## Records drawn from a dataset
· · · · ·

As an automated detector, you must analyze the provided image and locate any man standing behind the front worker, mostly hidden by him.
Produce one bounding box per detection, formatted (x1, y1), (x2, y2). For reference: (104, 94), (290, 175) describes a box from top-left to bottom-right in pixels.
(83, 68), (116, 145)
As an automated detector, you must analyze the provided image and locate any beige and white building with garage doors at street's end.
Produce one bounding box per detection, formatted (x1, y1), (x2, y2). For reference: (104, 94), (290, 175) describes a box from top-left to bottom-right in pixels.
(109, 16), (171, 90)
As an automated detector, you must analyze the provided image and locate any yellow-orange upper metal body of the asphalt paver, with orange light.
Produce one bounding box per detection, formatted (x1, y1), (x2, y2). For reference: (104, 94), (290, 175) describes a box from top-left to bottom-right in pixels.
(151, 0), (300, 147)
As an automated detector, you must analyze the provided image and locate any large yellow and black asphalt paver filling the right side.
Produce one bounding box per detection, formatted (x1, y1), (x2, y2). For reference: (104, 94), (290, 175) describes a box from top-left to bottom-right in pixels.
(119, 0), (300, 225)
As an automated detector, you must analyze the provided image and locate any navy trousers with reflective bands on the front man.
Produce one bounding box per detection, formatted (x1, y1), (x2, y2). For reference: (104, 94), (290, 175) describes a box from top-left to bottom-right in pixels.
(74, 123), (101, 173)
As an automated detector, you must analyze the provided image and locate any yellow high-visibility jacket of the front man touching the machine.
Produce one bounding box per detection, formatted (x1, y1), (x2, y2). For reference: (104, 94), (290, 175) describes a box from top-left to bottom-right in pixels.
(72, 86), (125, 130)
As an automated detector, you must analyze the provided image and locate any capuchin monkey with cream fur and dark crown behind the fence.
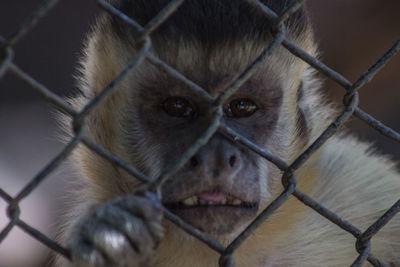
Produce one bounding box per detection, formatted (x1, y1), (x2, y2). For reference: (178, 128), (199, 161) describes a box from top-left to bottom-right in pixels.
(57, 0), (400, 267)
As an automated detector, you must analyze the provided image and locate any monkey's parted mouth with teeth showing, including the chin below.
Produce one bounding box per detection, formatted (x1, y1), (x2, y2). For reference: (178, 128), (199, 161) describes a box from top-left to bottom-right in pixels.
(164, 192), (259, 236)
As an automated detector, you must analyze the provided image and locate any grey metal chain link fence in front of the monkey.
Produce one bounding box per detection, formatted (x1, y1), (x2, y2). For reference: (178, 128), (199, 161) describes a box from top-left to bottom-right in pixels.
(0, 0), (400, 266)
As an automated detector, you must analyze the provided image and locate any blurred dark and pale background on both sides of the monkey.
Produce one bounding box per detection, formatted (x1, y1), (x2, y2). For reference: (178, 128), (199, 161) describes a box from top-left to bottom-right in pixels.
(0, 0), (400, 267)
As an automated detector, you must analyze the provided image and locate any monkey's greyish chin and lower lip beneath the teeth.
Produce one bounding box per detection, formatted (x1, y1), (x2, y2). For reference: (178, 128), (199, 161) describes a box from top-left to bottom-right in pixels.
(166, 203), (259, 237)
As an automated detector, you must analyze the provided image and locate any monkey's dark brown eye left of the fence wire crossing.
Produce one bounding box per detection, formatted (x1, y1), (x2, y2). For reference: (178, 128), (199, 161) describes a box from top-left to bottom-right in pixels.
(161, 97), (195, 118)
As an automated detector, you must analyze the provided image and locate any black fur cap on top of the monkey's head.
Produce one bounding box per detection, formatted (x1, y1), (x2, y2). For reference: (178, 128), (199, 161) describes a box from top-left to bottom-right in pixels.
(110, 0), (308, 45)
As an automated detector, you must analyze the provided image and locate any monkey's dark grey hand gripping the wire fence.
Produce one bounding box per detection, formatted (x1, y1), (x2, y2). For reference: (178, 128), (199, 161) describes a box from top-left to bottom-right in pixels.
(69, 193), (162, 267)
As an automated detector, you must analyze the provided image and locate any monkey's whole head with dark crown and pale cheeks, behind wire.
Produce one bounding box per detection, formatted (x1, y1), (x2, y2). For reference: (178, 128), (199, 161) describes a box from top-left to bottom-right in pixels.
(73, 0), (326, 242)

· · · · ·

## Exercise
In the entries above, the lines between the one holding "the front man." and the one holding "behind the fence.", inclusive, are to be printed exactly as written, and those alone.

## Solution for this exercise
As an automated detector, you must analyze the provided image and locate any navy trousers with reflective bands on the front man.
Produce one bounding box per detection, formatted (x1, y1), (x2, y2). For reference: (104, 94), (290, 175) describes a box from top-left to bottom-right in pixels.
(74, 123), (101, 173)
As an automated detector, you must analyze the provided image and locate any yellow high-visibility jacket of the front man touching the machine.
Produce one bounding box per detection, formatted (x1, y1), (x2, y2). For reference: (104, 94), (290, 175) describes a box from top-left to bottom-right in pixels.
(72, 86), (125, 130)
As an automated detector, you must analyze the provided image and locate any capuchin monkey with cream fur and dark crown behind the fence.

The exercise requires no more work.